» Task instructions: Put every line of the material below into a numbered list, omitting any blank lines.

start

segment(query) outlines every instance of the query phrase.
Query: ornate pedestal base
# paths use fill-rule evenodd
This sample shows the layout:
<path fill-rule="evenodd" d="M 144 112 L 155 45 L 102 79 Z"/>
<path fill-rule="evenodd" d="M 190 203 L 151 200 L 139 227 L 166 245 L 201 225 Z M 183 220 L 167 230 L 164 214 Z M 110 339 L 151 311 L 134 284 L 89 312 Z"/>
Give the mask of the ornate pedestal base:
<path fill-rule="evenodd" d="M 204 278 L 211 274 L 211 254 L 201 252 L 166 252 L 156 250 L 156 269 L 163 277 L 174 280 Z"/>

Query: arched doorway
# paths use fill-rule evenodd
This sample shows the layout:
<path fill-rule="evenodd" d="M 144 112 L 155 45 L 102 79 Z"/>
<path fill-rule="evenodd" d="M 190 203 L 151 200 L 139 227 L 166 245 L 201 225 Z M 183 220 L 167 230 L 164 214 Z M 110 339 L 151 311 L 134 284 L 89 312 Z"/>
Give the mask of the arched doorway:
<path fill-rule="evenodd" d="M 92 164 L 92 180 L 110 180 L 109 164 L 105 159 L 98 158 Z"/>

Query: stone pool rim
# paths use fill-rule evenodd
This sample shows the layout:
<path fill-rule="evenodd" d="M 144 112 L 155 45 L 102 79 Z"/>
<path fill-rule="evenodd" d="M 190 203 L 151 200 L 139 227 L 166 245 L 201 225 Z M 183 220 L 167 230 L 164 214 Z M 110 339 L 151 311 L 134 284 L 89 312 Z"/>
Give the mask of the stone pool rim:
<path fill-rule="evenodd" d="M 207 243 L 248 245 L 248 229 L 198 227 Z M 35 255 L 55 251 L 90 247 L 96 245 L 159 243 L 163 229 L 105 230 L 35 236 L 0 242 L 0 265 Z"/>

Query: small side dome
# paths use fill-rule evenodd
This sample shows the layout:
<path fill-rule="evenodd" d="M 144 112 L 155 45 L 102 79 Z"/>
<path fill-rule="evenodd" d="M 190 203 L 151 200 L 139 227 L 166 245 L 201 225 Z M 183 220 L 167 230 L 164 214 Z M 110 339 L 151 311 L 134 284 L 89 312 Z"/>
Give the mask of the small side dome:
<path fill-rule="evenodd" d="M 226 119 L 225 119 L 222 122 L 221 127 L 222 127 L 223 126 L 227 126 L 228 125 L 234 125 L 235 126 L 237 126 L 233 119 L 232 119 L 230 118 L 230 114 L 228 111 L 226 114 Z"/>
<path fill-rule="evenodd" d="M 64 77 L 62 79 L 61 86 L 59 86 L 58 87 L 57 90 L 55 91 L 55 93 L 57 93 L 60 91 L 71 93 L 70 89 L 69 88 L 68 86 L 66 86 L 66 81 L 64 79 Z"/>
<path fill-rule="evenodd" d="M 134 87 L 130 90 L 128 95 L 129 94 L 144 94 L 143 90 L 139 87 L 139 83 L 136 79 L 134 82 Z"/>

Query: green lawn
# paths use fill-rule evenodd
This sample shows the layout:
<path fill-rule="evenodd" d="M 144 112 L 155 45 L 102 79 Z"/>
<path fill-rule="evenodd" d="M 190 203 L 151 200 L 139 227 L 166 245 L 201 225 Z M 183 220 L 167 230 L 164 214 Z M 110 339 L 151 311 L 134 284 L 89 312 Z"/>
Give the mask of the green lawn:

end

» Worked answer:
1. segment(query) outlines every instance of the query phrase.
2. Query: ornate pedestal base
3. # paths use fill-rule evenodd
4. This sample shows the layout:
5. <path fill-rule="evenodd" d="M 144 112 L 155 45 L 102 79 Z"/>
6. <path fill-rule="evenodd" d="M 190 203 L 151 200 L 139 227 L 166 245 L 201 225 Z M 183 220 L 167 230 L 164 214 Z M 110 339 L 151 311 L 134 284 L 89 312 Z"/>
7. Give the mask of the ornate pedestal base:
8. <path fill-rule="evenodd" d="M 204 278 L 211 274 L 211 254 L 201 252 L 166 252 L 156 250 L 156 269 L 163 277 L 174 280 Z"/>
9. Query: arched doorway
10. # paths use fill-rule evenodd
11. This sample shows the layout:
12. <path fill-rule="evenodd" d="M 144 112 L 155 45 L 102 79 Z"/>
13. <path fill-rule="evenodd" d="M 190 203 L 151 200 L 139 227 L 166 245 L 201 225 Z M 183 220 L 167 230 L 164 214 Z M 110 339 L 151 311 L 134 284 L 89 312 Z"/>
14. Give the mask of the arched doorway:
15. <path fill-rule="evenodd" d="M 92 164 L 92 180 L 110 180 L 109 164 L 105 159 L 98 158 Z"/>
16. Query: stone pool rim
17. # paths use fill-rule evenodd
18. This sample shows the layout:
19. <path fill-rule="evenodd" d="M 144 112 L 155 45 L 102 79 Z"/>
20. <path fill-rule="evenodd" d="M 190 203 L 151 200 L 139 227 L 166 245 L 201 225 Z M 183 220 L 167 230 L 164 214 Z M 110 339 L 151 311 L 134 284 L 89 312 Z"/>
21. Give the mask of the stone pool rim:
22. <path fill-rule="evenodd" d="M 207 243 L 248 245 L 248 229 L 198 227 Z M 35 255 L 55 251 L 90 247 L 96 245 L 159 243 L 163 229 L 105 230 L 35 236 L 0 242 L 0 265 Z"/>
23. Query: small side dome
24. # paths use fill-rule evenodd
25. This sample shows the layout:
26. <path fill-rule="evenodd" d="M 144 112 L 155 45 L 102 79 Z"/>
27. <path fill-rule="evenodd" d="M 190 203 L 151 200 L 139 227 L 166 245 L 201 225 Z M 183 220 L 167 230 L 164 214 Z M 110 339 L 151 311 L 134 284 L 89 312 Z"/>
28. Give the mask of the small side dome:
29. <path fill-rule="evenodd" d="M 226 119 L 225 119 L 222 122 L 221 127 L 222 127 L 223 126 L 227 126 L 228 125 L 234 125 L 235 126 L 237 126 L 233 119 L 232 119 L 230 118 L 230 114 L 228 111 L 226 114 Z"/>
30. <path fill-rule="evenodd" d="M 64 77 L 62 79 L 61 86 L 59 86 L 58 87 L 57 90 L 55 91 L 55 93 L 57 93 L 60 91 L 71 93 L 70 89 L 69 88 L 68 86 L 66 86 L 66 81 L 64 79 Z"/>
31. <path fill-rule="evenodd" d="M 134 87 L 130 90 L 128 95 L 129 94 L 144 94 L 143 90 L 139 87 L 139 83 L 136 79 L 134 82 Z"/>
32. Query: green lawn
33. # paths use fill-rule evenodd
34. This sample shows the layout:
35. <path fill-rule="evenodd" d="M 144 112 L 155 45 L 102 79 Z"/>
36. <path fill-rule="evenodd" d="M 190 203 L 151 200 L 139 227 L 166 245 L 201 225 Z M 183 220 L 167 230 L 164 214 Z M 110 339 L 151 311 L 134 284 L 89 312 Z"/>
37. Give the mask of the green lawn:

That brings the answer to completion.